WHAT IS ASKED: Reproduce the records from the line containing "oven door in" through the line containing "(1014, 165)", with the requests included, and offset every coordinate in the answers by adding 111 to it.

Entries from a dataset
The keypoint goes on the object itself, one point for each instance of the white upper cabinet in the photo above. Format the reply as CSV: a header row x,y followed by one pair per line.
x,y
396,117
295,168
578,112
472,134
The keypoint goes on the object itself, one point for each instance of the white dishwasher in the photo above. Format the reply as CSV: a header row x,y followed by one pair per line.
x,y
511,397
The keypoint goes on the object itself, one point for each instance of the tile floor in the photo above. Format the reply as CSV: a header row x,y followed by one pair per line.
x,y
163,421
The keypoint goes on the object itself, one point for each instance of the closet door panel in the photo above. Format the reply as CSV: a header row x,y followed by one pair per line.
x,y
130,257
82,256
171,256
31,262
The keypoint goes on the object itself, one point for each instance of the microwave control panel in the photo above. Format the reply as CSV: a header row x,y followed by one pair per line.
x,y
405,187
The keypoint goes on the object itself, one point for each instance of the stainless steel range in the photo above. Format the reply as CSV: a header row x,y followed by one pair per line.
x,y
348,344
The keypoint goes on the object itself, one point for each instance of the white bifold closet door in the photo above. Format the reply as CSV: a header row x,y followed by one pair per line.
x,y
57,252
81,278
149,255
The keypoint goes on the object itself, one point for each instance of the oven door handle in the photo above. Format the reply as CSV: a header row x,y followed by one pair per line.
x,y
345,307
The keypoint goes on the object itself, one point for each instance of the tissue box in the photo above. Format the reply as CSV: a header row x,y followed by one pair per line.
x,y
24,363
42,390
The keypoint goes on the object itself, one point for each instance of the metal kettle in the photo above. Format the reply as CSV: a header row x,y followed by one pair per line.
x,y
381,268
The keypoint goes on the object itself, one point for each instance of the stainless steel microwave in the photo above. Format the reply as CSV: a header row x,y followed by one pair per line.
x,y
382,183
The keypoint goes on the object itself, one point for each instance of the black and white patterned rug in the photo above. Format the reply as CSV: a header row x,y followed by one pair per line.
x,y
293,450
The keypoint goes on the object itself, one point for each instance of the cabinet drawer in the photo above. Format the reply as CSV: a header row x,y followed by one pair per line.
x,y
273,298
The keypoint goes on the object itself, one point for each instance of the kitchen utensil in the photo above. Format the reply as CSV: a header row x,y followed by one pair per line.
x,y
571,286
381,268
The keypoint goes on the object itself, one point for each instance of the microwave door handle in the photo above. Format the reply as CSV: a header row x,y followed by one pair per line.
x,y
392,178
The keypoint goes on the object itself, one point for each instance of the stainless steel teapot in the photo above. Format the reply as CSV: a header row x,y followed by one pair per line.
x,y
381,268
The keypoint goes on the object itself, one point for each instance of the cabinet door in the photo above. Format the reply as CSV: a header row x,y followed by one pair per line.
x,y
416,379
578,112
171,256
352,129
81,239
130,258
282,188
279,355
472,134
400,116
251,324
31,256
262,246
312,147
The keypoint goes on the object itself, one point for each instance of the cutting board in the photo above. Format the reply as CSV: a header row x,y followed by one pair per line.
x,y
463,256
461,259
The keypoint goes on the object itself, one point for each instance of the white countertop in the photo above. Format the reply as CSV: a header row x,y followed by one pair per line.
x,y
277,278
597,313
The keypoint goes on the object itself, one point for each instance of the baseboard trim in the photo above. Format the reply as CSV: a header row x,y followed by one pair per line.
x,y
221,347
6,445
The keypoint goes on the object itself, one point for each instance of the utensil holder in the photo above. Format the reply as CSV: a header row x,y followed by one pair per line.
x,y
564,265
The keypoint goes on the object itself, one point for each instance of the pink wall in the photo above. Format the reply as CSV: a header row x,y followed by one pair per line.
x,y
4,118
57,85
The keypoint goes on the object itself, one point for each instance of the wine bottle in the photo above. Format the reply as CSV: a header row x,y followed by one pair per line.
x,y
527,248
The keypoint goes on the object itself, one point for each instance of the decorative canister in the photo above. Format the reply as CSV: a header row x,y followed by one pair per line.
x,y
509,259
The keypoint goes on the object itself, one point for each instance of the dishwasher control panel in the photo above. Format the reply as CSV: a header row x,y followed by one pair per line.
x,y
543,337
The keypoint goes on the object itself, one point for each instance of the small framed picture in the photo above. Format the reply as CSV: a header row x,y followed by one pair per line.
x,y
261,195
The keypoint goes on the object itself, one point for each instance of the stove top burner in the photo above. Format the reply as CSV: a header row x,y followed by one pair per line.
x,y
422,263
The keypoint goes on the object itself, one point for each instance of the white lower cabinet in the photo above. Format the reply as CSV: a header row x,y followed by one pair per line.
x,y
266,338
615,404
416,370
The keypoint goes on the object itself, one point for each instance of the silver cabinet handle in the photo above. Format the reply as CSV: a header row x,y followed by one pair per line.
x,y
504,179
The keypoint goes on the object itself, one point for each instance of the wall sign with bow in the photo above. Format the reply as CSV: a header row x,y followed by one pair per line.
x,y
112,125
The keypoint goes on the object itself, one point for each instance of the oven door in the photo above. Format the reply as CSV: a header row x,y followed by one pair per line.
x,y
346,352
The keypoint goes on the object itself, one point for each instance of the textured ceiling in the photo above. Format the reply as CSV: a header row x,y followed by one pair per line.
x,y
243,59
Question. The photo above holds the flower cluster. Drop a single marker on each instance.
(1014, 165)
==
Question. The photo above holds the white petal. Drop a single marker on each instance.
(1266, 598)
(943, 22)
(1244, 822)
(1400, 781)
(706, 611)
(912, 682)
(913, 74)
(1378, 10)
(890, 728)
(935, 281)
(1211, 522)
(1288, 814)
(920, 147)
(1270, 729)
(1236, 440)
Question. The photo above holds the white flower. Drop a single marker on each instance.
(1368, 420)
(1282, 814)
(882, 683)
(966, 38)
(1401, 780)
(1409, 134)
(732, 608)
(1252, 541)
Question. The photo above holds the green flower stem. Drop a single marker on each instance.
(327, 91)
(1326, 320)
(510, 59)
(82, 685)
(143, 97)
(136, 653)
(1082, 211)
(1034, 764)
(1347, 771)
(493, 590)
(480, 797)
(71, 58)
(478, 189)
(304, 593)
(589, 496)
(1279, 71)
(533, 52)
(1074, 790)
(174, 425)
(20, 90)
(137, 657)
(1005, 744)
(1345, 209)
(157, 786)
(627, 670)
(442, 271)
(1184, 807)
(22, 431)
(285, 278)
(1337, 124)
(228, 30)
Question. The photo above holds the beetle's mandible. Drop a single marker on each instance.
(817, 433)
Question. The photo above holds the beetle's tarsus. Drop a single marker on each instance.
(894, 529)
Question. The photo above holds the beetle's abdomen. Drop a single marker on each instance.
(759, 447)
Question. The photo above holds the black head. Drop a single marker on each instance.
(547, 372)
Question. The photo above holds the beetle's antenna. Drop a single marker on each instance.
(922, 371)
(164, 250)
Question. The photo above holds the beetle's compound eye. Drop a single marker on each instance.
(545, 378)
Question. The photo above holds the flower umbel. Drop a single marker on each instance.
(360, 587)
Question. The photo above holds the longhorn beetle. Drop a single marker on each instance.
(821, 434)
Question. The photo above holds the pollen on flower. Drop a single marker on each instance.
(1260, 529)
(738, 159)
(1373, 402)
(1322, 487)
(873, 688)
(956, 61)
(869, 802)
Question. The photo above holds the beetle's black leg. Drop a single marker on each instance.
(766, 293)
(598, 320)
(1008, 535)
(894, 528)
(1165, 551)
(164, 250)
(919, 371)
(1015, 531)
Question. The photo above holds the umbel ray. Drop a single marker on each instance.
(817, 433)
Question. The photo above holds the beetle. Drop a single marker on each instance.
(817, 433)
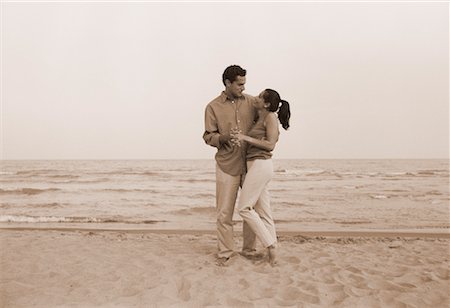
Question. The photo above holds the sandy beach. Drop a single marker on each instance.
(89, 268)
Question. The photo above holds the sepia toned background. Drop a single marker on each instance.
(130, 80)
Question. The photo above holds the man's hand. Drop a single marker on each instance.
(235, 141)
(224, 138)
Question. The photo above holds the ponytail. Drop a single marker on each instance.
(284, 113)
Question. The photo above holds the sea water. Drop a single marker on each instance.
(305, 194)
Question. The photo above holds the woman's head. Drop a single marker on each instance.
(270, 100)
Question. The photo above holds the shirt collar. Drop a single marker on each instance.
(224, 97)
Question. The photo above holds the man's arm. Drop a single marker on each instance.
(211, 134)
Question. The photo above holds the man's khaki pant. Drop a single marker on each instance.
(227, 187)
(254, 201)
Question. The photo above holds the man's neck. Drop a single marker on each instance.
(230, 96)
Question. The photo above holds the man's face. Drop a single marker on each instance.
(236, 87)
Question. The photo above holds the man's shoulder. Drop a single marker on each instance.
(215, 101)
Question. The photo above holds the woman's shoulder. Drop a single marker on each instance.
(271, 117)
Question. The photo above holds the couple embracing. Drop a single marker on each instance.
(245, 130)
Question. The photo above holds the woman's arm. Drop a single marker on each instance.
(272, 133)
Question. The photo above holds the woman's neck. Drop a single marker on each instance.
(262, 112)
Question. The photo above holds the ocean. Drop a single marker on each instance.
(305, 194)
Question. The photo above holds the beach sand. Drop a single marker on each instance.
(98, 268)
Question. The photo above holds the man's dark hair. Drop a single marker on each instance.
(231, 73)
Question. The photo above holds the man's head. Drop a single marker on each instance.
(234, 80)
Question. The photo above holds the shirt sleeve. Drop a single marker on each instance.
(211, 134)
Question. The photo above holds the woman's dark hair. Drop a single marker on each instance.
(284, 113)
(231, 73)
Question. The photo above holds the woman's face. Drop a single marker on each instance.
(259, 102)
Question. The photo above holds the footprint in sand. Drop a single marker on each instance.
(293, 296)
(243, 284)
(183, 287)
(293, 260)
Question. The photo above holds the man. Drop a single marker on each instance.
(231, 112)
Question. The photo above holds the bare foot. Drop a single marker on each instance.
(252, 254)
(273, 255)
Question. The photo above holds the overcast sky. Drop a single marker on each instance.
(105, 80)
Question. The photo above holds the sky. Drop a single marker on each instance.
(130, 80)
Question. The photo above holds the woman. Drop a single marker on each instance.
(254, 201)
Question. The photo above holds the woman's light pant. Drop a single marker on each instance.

CORRECT ANSWER:
The keypoint goes on the object itself, one point for each instance of the oven door in the photo above. Format the reply as CSV: a header row x,y followed by one pair per line.
x,y
457,463
The keypoint goes on the object itself, one point for each instance of the textured ceiling in the photo above. Format the reply as CSV: a header row x,y followed by one pair per line.
x,y
354,170
Question. The photo above holds the flower cluster. Drop a single marker on each instance.
(1125, 276)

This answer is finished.